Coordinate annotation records

--------

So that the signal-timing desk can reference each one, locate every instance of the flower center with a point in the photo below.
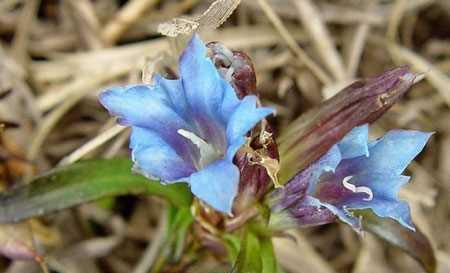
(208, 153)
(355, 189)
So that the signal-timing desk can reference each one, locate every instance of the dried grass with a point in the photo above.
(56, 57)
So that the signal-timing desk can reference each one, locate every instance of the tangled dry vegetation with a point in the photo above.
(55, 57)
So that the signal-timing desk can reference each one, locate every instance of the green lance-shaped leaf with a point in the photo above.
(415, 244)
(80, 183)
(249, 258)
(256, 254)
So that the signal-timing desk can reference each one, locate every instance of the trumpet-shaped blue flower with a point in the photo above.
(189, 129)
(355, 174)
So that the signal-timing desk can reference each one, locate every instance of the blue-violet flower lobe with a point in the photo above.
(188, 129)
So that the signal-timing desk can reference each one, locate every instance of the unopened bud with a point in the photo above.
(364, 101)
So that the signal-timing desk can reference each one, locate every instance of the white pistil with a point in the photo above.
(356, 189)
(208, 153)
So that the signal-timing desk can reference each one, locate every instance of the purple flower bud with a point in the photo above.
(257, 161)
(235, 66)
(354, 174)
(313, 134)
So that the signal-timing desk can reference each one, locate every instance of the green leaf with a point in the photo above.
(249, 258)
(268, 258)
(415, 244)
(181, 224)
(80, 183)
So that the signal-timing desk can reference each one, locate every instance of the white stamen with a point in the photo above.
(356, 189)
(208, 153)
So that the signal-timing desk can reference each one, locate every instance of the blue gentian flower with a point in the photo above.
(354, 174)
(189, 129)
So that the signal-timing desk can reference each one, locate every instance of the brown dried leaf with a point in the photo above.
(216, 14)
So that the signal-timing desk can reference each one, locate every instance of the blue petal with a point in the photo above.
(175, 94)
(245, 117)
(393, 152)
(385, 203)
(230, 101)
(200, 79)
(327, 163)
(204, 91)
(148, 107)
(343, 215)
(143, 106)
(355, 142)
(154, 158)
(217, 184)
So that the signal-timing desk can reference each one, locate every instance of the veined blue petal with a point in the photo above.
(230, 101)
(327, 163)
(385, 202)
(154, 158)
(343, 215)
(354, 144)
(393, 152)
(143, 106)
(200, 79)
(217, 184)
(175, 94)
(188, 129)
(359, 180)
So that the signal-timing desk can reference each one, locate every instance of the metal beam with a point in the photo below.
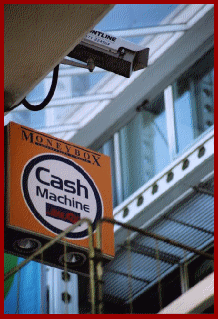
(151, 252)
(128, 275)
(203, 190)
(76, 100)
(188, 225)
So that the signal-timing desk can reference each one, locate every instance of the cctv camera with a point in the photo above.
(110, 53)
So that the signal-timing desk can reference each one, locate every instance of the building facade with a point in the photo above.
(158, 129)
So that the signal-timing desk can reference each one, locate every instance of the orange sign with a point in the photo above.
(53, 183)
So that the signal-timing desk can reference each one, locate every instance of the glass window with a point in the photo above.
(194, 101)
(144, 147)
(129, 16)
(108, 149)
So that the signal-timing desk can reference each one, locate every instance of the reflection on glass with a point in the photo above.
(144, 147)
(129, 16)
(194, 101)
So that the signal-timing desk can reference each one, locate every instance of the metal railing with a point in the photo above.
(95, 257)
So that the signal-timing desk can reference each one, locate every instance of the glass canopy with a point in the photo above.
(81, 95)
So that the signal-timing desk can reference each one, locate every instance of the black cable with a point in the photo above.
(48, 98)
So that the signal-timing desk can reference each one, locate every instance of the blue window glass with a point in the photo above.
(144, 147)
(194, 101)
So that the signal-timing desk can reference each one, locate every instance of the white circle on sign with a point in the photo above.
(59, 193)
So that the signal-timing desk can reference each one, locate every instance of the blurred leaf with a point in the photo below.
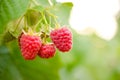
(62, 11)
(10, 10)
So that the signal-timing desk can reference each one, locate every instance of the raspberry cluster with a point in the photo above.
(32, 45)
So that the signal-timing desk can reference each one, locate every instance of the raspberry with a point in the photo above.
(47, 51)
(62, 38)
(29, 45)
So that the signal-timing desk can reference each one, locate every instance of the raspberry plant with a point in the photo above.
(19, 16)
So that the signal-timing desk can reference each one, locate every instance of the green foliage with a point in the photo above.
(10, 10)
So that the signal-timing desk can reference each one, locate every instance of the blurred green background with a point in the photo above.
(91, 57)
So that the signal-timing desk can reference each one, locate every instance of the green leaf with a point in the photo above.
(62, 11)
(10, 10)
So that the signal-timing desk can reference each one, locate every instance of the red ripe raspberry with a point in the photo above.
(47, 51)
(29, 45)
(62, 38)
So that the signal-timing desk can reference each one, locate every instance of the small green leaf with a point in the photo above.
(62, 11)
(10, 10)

--------

→ **What to produce**
Please put the lines from the one containing "of the small" through the end of the records, both included, into a numbered list, leaving out any blank lines.

→ **Solution**
1. So that the signal-timing desk can reference each one, locate every instance of the small green leaf with a point in the photo above.
2. (62, 11)
3. (10, 10)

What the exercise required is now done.